> _Trecho fornecido_:
************
A cada dia, um tropeço nos tapetes fofos do poder. Nada engrena, dá certo, fornece os dados que alimentem a sua oratória de exuberante otimismo. A vida oferece as suas surpresas, mas é conveniente ajudar o exausto anjo da guarda, indo, por exemplo, aos capuchinhos para as orações e os respingos de água-benta.

Não ficaria bem sugerir os apelos aos orixás e o cumprimento das obrigações dos despachos nas encruzilhadas ou nas cachoeiras.

Mas como o presidente passa a impressão do católico com atalhos para as alternativas pouco ortodoxas, abre-se uma infinidade de alternativas para espantar o caiporismo.

Para derrubar as resistências dos intransigentes, creio que basta um ligeiro passar de olhos pelos jornais ou acompanhar os noticiários das TVs para desconfiar, com um pé atrás, que a sucessão de trompaços vai além da simples coincidência.

Para começar pelo mais simples: o presidente montou, ao preço da generosa distribuição de ministérios, secretarias e as cobiçadas fatias do segundo escalão, uma folgada maioria nas duas Casas do Congresso. Consumiu meses do segundo mandato nos alinhavos sem fim. Quando soltou o suspiro de alívio da obra concluída, desaba sobre a sua cabeça a decisão previsível do Supremo Tribunal Federal (STF), de acolher o mandado de segurança apresentado pela oposição e determinar a instalação da CPI do Apagão na Câmara, com a derrubada da decisão do plenário que arquivara o pedido da oposição. A decisão do STF é de uma limpidez inquestionável. Mas o governo apostou na carta errada e saiu com as clássicas escoriações generalizadas do jargão policial.
************
> _Dados fornecidos_:
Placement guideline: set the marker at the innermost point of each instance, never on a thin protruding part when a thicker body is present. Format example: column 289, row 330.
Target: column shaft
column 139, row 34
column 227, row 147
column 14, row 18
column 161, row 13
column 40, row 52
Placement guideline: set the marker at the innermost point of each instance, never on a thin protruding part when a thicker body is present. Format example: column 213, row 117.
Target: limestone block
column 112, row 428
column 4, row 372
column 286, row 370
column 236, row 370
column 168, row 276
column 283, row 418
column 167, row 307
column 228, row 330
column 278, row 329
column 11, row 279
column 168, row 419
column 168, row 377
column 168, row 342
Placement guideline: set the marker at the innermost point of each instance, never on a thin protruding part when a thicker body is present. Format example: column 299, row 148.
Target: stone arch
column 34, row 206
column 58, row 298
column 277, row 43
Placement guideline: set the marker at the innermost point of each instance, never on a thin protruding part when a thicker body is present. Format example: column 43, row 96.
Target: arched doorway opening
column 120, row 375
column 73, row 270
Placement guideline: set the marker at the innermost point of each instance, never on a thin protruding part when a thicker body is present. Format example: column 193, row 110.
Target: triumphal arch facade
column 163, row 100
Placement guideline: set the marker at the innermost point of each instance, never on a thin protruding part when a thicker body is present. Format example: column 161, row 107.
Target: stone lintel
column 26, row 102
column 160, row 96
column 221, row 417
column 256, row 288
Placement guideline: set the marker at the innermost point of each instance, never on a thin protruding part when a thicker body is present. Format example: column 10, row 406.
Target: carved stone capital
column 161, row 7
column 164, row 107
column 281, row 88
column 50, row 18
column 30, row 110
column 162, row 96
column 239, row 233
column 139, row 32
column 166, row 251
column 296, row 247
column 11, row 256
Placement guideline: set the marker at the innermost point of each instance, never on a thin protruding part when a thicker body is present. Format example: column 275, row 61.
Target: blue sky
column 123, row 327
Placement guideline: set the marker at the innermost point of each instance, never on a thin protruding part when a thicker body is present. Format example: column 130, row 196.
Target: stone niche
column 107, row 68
************
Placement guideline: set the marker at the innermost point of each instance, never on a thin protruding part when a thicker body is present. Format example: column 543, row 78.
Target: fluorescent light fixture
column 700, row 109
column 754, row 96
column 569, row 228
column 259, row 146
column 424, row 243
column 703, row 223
************
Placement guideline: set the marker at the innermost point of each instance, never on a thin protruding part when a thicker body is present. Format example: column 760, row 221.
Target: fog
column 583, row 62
************
> _Objetivo do exercício_:
Segundo o trecho fornecido, o que o Supremo Tribunal Federal determinou ao acolher o mandado de segurança apresentado pela oposição?

> _Resposta esperada_:
Determinou a instalação da CPI do Apagão na Câmara e derrubou a decisão do plenário que arquivara o pedido da oposição.